Only the lines from the one containing "Expected: a marker on each instance of the forest" through the end of the entries should be repeated, exactly as they appear, first and last included.

• ENTRIES
- - -

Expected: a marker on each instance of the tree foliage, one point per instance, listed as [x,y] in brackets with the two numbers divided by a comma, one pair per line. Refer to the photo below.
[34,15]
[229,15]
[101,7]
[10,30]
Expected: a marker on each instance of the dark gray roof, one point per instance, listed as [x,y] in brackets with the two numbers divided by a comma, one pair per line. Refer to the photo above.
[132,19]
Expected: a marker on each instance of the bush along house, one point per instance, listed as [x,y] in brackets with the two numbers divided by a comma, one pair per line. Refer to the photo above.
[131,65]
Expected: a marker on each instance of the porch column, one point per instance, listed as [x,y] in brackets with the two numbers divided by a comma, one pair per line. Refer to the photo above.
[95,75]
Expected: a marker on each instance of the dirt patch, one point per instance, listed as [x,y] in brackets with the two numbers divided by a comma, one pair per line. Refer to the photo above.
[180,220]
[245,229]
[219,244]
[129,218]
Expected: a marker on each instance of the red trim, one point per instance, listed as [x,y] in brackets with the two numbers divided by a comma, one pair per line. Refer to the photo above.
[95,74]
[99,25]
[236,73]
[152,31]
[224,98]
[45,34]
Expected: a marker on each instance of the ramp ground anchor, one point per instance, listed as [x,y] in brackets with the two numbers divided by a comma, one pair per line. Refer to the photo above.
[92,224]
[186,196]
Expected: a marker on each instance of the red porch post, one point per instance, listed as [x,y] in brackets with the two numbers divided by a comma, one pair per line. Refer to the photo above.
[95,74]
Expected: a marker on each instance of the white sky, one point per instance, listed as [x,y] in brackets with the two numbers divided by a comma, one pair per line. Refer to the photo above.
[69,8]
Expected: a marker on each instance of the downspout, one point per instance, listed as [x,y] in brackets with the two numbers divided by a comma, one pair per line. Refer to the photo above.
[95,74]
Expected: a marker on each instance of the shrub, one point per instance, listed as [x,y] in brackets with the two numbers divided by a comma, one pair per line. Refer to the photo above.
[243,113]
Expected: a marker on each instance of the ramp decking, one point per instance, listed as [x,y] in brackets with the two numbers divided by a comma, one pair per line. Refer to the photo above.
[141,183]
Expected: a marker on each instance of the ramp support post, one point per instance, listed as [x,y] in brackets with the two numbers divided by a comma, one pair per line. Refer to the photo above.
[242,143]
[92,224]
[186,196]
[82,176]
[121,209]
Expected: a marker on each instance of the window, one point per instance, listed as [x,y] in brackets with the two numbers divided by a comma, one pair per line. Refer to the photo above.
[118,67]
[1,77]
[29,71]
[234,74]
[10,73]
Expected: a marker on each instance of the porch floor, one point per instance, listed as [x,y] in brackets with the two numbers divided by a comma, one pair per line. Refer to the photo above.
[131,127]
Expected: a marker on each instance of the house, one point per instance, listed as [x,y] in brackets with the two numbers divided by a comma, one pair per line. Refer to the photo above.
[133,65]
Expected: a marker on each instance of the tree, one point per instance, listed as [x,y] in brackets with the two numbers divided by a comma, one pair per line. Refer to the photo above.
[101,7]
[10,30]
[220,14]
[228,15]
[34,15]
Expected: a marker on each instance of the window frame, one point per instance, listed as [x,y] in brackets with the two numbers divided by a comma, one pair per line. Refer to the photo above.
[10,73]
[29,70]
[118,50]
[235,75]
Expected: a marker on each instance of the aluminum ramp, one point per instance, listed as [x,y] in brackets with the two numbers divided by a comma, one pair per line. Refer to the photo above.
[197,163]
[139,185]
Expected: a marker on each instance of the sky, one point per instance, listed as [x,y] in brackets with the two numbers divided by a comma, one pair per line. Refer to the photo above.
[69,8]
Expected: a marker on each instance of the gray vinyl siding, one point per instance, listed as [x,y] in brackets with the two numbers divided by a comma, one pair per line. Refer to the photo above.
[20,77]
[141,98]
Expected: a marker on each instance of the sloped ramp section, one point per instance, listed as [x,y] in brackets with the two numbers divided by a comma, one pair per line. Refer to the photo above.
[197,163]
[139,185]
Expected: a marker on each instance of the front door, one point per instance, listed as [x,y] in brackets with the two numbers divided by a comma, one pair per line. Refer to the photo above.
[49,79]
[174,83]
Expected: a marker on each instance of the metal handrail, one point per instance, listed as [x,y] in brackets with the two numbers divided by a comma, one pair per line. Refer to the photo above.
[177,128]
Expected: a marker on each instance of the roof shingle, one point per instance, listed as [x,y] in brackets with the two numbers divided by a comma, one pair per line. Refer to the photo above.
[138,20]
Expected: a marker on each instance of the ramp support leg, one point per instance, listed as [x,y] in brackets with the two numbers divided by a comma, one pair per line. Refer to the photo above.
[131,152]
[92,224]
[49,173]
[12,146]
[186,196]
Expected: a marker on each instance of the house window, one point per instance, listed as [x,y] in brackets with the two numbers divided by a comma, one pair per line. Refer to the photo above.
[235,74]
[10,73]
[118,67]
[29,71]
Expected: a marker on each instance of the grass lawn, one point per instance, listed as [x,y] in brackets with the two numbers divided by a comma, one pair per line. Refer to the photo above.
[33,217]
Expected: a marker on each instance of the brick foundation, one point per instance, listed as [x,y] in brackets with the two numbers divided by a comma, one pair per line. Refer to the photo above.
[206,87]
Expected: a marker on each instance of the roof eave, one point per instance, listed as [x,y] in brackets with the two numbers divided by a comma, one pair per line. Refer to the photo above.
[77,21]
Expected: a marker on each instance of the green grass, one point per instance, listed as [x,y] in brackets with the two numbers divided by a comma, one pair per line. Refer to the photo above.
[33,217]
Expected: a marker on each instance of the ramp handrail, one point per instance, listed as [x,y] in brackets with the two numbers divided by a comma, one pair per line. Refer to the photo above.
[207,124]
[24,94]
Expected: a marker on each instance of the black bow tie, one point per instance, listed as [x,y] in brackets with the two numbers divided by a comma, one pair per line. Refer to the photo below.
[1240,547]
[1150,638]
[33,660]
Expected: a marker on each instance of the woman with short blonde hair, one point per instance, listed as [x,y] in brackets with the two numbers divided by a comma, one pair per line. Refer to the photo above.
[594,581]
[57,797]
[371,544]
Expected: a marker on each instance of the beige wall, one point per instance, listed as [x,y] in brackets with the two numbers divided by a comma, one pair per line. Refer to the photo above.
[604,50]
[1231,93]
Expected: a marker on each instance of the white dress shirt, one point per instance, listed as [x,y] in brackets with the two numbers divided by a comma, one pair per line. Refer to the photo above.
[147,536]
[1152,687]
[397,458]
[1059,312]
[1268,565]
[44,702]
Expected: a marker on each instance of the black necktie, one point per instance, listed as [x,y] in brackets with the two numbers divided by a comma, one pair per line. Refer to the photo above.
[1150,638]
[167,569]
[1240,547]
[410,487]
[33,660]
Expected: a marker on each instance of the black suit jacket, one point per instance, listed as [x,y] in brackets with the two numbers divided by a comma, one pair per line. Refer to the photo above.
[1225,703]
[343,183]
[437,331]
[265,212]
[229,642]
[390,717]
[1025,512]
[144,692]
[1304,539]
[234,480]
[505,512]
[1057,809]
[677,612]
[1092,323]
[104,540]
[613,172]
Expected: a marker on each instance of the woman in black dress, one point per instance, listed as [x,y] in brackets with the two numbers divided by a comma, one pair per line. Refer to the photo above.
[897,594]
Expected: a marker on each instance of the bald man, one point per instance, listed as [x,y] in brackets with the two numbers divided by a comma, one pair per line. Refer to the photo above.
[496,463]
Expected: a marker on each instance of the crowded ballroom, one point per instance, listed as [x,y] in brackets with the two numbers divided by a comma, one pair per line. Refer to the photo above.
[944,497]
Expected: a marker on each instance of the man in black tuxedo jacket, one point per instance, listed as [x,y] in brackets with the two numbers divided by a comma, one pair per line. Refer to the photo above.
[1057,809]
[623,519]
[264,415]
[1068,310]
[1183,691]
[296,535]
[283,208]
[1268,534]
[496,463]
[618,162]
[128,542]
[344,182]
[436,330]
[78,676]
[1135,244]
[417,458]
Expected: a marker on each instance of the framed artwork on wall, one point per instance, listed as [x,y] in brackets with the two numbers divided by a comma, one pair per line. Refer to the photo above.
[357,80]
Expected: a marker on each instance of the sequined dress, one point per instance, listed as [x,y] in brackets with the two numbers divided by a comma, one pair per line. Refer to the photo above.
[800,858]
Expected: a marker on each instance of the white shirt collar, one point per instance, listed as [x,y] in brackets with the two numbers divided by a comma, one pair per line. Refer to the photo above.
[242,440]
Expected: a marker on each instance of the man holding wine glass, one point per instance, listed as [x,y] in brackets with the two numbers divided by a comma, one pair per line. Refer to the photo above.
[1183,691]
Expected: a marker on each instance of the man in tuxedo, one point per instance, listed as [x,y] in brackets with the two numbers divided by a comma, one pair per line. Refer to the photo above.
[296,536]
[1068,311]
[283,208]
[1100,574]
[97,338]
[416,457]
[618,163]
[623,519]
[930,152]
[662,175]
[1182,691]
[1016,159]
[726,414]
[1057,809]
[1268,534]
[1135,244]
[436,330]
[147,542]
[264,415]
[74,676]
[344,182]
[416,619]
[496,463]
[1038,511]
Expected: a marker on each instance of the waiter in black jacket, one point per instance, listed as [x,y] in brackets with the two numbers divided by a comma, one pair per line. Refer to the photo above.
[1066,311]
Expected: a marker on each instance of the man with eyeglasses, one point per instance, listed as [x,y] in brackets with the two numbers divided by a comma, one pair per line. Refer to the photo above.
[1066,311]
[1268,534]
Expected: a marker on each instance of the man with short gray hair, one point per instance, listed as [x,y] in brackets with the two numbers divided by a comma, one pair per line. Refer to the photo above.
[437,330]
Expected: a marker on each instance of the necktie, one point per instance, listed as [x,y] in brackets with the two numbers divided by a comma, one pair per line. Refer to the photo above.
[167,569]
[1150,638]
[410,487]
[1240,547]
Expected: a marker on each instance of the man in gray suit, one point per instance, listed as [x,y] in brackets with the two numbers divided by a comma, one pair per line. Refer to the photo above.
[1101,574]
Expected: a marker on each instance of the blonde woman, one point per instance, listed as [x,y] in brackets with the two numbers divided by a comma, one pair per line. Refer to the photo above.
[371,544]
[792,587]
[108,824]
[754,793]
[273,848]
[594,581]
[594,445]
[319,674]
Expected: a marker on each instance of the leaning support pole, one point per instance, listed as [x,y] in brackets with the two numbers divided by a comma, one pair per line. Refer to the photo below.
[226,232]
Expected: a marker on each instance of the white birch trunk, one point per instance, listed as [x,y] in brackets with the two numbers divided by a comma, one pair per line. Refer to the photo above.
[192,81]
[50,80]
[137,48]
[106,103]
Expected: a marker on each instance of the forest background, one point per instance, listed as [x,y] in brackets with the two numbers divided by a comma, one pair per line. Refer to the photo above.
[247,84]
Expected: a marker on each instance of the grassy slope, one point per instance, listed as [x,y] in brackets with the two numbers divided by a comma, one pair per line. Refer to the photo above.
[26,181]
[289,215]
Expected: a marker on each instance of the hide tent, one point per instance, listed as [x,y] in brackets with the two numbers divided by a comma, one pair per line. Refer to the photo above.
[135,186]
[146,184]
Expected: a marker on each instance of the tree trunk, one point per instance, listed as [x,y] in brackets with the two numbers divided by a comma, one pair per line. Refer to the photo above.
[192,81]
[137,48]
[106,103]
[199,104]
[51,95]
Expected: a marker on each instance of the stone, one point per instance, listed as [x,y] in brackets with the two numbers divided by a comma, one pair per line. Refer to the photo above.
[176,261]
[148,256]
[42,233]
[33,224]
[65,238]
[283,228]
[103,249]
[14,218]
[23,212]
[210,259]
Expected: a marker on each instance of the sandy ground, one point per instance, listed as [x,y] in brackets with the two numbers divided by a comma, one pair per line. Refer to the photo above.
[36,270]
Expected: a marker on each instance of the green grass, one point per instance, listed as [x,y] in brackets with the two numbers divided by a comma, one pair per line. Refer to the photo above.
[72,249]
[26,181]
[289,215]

- - -

• OUTPUT BELOW
Expected: a marker on each instance of the forest background, one point per instance, listed as [x,y] in brackets with the two numbers divided by a comma, one pair per line. Refer to the photo above.
[247,84]
Expected: a marker on each instance of the grassy slope, one point per instance, listed as [x,y] in brackets with the two numbers divided by a comma, one pair per line. Refer to the photo above.
[26,181]
[289,215]
Expected: a marker on each instance of the hide tent, one point per instance, listed as [x,y] in brackets with the two numbers divided by a comma, one pair per line. Refer to the photo above.
[135,186]
[146,184]
Expected: a marker on each instance of the tree trunk, one point per instance, listed as [x,y] in brackets with the two numbers divided by a comma, one pair per line. Refer to the photo above.
[192,81]
[137,48]
[106,103]
[199,104]
[51,95]
Expected: a marker on each instance of the stone, one point per instance, listed as [x,y] in brackets with the two numbers divided by a comma, one pair per line. Refer to the photo above.
[176,261]
[148,256]
[42,233]
[33,224]
[65,238]
[283,228]
[103,249]
[14,218]
[23,212]
[210,259]
Expected: a marker on each instance of the sandy ground, one point per instance, listed as [x,y] in brackets with the two numbers divided by a comma, one pair per line. Refer to the photo above.
[36,270]
Expected: a marker on each instance of the green grass, one point per instance, listed as [x,y] in brackets with the two numbers divided by a comma, one pair per line. Refer to the photo above.
[72,249]
[26,181]
[289,215]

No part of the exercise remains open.